Today, the voluntary-run organisation continues to provide a lifeline for patients but has progressed from one broadcast each week to a 24-hour service with new equipment, dedicated schedules, improved communications and has also launched a new-look website.
Although the coronavirus pandemic has curtailed celebrations of the significant milestone, members past and present held an online meeting to reminisce and reflect on how far the station has come from its humble beginnings.
They included co-founder Donnie Aird, who made the first broadcast along with the late Alistair Gardner.
Mr Aird (84), of Leachkin, is no longer a presenter but is still actively involved with the organisation as a lifelong member.
Mr Aird, who had a radio and audio business, recalled that when he and Mr Gardner – a part-time broadcaster and contributor for BBC – began formulating plans for a broadcasting service, the hospital board was initially resistant to the idea.
But they managed to secure permission to use the chaplain’s broadcasting system based in the vestry of the chapel at the Royal Northern Infirmary.
“Our programmes in the early days were made in Alistair’s house on a Sunday morning and took ages to make,” Mr Aird said.
“We aimed at being as professional as possible, with the result that every time we made a mistake we had to start again.

Saved data entries
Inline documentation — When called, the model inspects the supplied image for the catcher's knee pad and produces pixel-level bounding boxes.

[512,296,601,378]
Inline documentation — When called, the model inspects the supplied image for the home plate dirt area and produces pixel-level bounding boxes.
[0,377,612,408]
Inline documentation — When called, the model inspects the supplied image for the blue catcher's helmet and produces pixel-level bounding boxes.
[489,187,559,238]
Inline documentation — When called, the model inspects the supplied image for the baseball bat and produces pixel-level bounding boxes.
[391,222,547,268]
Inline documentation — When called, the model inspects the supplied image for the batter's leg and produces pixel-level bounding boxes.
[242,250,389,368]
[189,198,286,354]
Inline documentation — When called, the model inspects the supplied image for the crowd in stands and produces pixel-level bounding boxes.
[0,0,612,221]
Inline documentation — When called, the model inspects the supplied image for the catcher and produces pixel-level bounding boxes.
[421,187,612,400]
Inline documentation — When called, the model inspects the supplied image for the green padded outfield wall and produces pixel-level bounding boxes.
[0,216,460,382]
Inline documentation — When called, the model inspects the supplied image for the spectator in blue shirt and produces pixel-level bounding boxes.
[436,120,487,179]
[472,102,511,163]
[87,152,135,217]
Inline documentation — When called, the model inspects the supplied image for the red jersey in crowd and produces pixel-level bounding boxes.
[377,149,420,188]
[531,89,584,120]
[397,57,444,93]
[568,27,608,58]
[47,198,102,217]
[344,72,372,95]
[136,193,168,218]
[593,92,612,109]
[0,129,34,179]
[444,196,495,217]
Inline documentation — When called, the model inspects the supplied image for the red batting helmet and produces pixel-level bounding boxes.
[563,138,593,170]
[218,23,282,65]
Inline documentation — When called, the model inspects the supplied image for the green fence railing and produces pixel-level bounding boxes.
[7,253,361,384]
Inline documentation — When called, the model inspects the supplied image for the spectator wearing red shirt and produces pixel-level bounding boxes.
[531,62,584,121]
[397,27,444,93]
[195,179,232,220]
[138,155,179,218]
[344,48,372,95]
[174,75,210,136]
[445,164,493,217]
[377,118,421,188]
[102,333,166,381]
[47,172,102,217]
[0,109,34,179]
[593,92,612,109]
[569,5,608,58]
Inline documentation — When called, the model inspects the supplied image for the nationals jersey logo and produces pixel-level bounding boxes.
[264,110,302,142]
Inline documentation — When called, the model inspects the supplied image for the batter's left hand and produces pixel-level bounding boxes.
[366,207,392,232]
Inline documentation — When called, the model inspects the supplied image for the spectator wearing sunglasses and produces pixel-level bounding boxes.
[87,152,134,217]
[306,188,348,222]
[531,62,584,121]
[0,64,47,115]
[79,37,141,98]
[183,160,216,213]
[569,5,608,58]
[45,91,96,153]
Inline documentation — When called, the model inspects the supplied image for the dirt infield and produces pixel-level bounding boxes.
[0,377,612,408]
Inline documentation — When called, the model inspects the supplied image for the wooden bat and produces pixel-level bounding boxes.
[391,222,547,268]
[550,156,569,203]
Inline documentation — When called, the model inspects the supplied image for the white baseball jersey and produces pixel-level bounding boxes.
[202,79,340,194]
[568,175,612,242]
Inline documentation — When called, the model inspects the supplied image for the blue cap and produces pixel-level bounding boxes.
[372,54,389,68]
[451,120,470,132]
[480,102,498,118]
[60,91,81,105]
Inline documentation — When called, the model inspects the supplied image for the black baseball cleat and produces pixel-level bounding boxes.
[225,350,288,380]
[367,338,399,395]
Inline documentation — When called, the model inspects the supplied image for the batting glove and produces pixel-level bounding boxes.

Parts of the exercise>
1. Summarize the hospital radio extract in two sentences.
2. Rewrite the part of the hospital radio extract that opens with the words containing "Although the coronavirus" and closes with "Royal Northern Infirmary.", putting "health board" in place of "hospital board".
These rows were taken from a different source than the text.

Solutions per task>
1. A voluntary-run organisation that started with one weekly broadcast now offers a 24-hour service for patients, and although the coronavirus pandemic curtailed celebrations of a significant milestone, members past and present met online to reflect on how far the station has come. Co-founder Donnie Aird recalled that the hospital board was initially resistant, but he and the late Alistair Gardner secured permission to use the chaplain's broadcasting system at the Royal Northern Infirmary.

2.
Although the coronavirus pandemic has curtailed celebrations of the significant milestone, members past and present held an online meeting to reminisce and reflect on how far the station has come from its humble beginnings.
They included co-founder Donnie Aird, who made the first broadcast along with the late Alistair Gardner.
Mr Aird (84), of Leachkin, is no longer a presenter but is still actively involved with the organisation as a lifelong member.
Mr Aird, who had a radio and audio business, recalled that when he and Mr Gardner – a part-time broadcaster and contributor for BBC – began formulating plans for a broadcasting service, the health board was initially resistant to the idea.
But they managed to secure permission to use the chaplain’s broadcasting system based in the vestry of the chapel at the Royal Northern Infirmary.